━━ GIVEN DATA ━━

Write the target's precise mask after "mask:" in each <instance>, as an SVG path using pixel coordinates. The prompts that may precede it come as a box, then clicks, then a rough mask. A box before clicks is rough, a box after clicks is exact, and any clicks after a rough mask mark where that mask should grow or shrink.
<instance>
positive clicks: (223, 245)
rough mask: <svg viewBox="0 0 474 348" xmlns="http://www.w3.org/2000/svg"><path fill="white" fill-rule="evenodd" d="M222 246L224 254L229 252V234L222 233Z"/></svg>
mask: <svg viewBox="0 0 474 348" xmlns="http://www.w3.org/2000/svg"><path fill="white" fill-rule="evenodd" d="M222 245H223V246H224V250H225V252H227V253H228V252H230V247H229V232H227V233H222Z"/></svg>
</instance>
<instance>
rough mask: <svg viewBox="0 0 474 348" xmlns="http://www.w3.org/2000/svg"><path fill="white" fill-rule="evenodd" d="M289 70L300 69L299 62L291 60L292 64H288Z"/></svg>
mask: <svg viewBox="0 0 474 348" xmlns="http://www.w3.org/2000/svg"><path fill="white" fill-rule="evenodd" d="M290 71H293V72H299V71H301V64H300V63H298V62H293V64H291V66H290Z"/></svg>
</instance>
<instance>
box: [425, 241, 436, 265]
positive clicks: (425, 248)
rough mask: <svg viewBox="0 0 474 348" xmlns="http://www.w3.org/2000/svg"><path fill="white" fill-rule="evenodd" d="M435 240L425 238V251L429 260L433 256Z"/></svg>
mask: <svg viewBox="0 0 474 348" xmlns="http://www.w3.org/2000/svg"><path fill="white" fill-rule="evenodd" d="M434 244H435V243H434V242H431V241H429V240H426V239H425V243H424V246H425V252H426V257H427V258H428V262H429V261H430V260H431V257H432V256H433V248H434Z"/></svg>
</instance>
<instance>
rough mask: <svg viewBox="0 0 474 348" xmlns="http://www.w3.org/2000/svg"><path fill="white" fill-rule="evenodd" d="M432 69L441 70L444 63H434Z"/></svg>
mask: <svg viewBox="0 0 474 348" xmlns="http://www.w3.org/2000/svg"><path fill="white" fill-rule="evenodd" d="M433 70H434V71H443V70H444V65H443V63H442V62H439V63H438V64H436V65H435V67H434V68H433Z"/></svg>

━━━

**WHAT IS REQUIRED**
Write out every record exactly as it appears above.

**WRITTEN RESPONSE**
Write the target's precise mask after "mask:" in each <instance>, as an SVG path using pixel coordinates. The prompts that may precede it come as a box, then clicks, then a rough mask. A box before clicks is rough, a box after clicks is exact, and any clicks after a rough mask mark where that mask should grow or shrink.
<instance>
positive clicks: (223, 245)
rough mask: <svg viewBox="0 0 474 348" xmlns="http://www.w3.org/2000/svg"><path fill="white" fill-rule="evenodd" d="M222 246L224 254L229 252V234L222 233Z"/></svg>
mask: <svg viewBox="0 0 474 348" xmlns="http://www.w3.org/2000/svg"><path fill="white" fill-rule="evenodd" d="M222 245H223V246H224V250H225V252H227V253H228V252H230V247H229V232H227V233H222Z"/></svg>
</instance>
<instance>
rough mask: <svg viewBox="0 0 474 348" xmlns="http://www.w3.org/2000/svg"><path fill="white" fill-rule="evenodd" d="M289 70L300 69L299 62L291 60L292 64H288Z"/></svg>
mask: <svg viewBox="0 0 474 348" xmlns="http://www.w3.org/2000/svg"><path fill="white" fill-rule="evenodd" d="M290 71H293V72H299V71H301V64H300V63H298V62H293V64H291V66H290Z"/></svg>
</instance>
<instance>
box: [425, 241, 436, 265]
positive clicks: (425, 248)
rough mask: <svg viewBox="0 0 474 348" xmlns="http://www.w3.org/2000/svg"><path fill="white" fill-rule="evenodd" d="M435 240L425 238V251L429 260L433 256Z"/></svg>
mask: <svg viewBox="0 0 474 348" xmlns="http://www.w3.org/2000/svg"><path fill="white" fill-rule="evenodd" d="M434 244H435V243H434V242H431V241H429V240H426V239H425V243H424V246H425V252H426V257H427V258H428V262H429V261H430V260H431V257H432V256H433V248H434Z"/></svg>
</instance>
<instance>
rough mask: <svg viewBox="0 0 474 348" xmlns="http://www.w3.org/2000/svg"><path fill="white" fill-rule="evenodd" d="M432 69L441 70L444 63H434Z"/></svg>
mask: <svg viewBox="0 0 474 348" xmlns="http://www.w3.org/2000/svg"><path fill="white" fill-rule="evenodd" d="M433 70H434V71H443V70H444V65H443V63H442V62H439V63H438V64H436V65H435V67H434V68H433Z"/></svg>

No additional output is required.